● What to do
Return all lines below containing the word "reflection".

***** Data supplied

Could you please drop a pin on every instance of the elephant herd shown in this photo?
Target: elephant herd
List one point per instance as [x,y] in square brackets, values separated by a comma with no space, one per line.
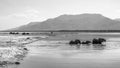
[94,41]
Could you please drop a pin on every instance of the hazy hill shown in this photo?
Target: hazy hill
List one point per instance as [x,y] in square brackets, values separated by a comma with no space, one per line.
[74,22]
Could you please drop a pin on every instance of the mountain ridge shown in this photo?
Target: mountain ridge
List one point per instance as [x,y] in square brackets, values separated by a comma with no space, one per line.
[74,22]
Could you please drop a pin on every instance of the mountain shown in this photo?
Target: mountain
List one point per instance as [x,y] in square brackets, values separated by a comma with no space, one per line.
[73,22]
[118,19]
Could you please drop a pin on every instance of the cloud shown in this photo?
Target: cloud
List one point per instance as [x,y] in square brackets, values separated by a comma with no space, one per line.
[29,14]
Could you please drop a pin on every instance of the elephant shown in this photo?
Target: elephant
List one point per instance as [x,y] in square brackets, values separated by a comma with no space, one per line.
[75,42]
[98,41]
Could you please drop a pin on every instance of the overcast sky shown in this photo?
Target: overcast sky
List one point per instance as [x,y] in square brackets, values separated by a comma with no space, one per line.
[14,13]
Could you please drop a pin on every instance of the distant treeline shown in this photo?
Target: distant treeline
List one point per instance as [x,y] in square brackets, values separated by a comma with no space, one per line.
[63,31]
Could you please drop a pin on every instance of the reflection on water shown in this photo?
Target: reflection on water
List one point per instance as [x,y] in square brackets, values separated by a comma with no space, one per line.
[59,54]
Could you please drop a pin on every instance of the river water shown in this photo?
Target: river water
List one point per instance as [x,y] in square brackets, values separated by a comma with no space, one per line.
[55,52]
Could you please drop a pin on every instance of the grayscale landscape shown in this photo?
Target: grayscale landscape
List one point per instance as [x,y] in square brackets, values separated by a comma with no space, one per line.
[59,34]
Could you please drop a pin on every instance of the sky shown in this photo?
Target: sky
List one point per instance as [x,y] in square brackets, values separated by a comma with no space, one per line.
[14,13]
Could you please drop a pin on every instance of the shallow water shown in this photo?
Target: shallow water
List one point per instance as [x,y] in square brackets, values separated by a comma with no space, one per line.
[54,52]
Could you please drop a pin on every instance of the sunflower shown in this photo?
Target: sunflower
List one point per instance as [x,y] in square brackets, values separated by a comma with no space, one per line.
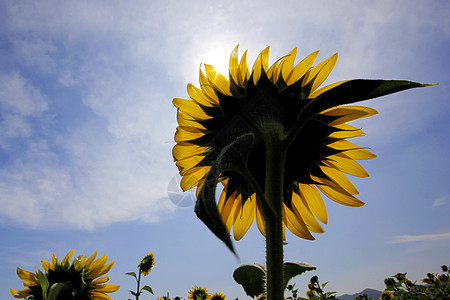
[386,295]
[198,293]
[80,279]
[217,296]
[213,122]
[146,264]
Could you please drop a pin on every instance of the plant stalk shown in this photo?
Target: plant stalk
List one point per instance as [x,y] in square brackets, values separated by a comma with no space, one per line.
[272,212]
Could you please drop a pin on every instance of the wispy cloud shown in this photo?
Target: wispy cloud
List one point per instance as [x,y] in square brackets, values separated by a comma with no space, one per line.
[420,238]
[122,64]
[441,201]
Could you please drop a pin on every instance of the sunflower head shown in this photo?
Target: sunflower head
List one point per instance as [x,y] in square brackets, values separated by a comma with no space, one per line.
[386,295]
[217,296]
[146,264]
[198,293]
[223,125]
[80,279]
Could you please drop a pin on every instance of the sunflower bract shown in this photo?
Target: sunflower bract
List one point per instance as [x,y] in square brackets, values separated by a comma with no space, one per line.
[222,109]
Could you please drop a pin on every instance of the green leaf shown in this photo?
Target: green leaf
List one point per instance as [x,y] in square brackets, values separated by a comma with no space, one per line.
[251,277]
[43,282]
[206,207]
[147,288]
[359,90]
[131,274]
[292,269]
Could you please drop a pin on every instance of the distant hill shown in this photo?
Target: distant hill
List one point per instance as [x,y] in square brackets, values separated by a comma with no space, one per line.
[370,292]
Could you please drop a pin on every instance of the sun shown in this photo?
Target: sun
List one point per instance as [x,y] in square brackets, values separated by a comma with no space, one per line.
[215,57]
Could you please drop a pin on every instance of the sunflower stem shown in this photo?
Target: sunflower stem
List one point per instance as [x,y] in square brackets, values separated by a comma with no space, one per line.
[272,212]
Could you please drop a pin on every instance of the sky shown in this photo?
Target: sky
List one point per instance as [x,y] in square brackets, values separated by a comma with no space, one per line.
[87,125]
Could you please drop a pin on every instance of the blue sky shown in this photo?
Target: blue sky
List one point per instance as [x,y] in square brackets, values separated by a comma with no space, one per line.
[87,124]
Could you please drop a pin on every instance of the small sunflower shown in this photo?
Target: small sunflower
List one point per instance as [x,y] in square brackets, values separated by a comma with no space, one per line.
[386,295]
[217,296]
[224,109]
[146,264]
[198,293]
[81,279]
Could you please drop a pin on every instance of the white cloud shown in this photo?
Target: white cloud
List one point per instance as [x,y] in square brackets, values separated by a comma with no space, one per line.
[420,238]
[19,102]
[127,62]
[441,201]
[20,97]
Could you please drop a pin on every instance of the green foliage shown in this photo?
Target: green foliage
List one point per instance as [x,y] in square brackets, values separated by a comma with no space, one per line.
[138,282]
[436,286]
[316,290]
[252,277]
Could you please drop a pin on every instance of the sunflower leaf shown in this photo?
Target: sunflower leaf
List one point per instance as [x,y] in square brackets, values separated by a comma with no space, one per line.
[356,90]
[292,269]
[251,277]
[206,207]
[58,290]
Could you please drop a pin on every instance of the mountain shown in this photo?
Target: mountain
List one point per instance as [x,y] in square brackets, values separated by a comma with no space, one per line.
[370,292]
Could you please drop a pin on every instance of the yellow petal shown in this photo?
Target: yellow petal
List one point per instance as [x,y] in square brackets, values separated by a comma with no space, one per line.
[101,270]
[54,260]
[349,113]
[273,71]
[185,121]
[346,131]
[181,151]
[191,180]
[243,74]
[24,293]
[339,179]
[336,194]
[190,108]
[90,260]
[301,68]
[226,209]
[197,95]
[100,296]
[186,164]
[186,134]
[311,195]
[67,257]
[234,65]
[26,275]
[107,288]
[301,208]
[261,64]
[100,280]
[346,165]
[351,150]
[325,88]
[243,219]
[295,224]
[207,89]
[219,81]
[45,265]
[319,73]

**********

● Output of the task
Could you please drop a pin on every instance of the reflection on water shown in this photo?
Target: reflection on water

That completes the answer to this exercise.